= Beginning of Section =

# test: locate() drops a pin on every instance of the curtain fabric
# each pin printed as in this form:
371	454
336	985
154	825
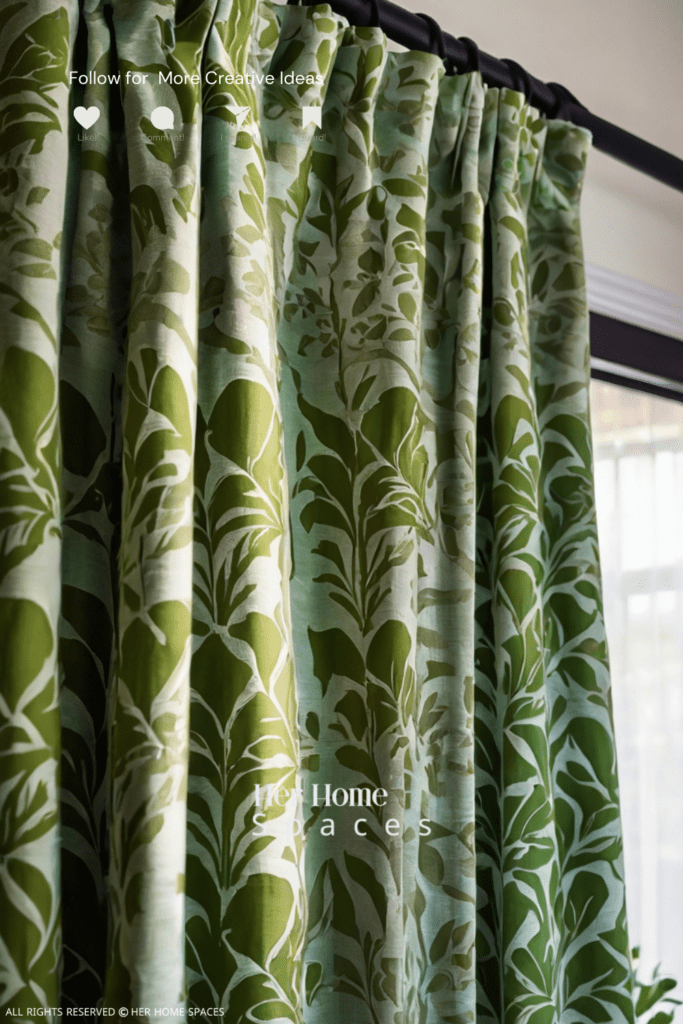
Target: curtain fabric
305	710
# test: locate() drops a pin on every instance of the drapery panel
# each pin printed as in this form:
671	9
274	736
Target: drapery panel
305	710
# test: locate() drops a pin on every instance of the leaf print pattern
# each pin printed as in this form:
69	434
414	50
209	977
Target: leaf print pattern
296	496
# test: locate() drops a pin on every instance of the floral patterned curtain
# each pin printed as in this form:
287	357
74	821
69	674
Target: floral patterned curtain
304	708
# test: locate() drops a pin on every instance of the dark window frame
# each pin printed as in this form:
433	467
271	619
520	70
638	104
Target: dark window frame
636	357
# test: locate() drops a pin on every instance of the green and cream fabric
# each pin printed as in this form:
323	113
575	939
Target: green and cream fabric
296	491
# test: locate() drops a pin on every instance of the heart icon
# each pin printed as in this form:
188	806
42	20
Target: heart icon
86	118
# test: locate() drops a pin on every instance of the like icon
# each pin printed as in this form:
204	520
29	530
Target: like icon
86	118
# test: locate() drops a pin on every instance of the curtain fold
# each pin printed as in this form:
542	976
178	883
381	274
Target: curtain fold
305	706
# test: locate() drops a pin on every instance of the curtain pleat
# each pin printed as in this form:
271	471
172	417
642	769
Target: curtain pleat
305	710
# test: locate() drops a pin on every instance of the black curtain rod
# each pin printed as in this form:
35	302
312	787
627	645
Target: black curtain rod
417	33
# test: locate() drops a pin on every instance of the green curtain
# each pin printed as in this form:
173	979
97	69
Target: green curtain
305	710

= End of Section =

### Exercise requirements
When you restate the listing, keep every word as it is and drop the pictures.

### Expected answer
# test: locate() drops a pin on every instance of the curtain fabric
# each pin printed as in this form:
371	454
336	985
154	825
Target: curtain fabric
305	710
# test: locate() drops a pin on every instance of the drapery panel
# each pin printed as in this form:
671	9
274	736
Target: drapery panel
305	710
# test: locate() drops a pin on every instance of the leaf print pattern
# each pin printed as in this form:
69	434
414	50
209	977
Target: leaf print pattern
296	496
# test: locate() drops a pin on every instance of the floral patterned curtain
# each pin printed as in this form:
287	357
74	821
69	674
Target: floral patterned curtain
304	708
# test: locate() drops a pin on every instance of the dark window frame
# each pin printed as in this form:
433	467
271	619
520	70
638	104
Target: dark window frame
636	357
# test: locate() drops a pin on every instance of the green and cream fabric
# each pin printed as in this form:
323	113
575	939
Target: green and cream fabric
296	491
# test: locate() drops a pin on every instance of the heart icon
# each pin printed as in this form:
188	806
42	20
Target: heart icon
86	118
# test: locate() drops a pin on every instance of the like icon
# each pin printed as in this form:
204	520
29	530
Target: like icon
86	118
# test: locate() drops a pin on every instance of the curtain fold
# each pin printed as in this form:
542	976
178	883
381	274
Target: curtain fold
305	706
# test: locate() drops a pin on every instance of the curtain pleat
# each pin printed as in this form:
271	471
172	417
642	769
Target: curtain pleat
305	710
# test: locate() drops a pin on every instance of the black curtain rod
# each pin printed as in this form:
35	302
312	787
627	645
Target: black curtain rod
417	33
# test: locate() drops a pin on every instance of the green curtain
# each pin printed as in this form:
173	979
97	69
Target: green curtain
305	710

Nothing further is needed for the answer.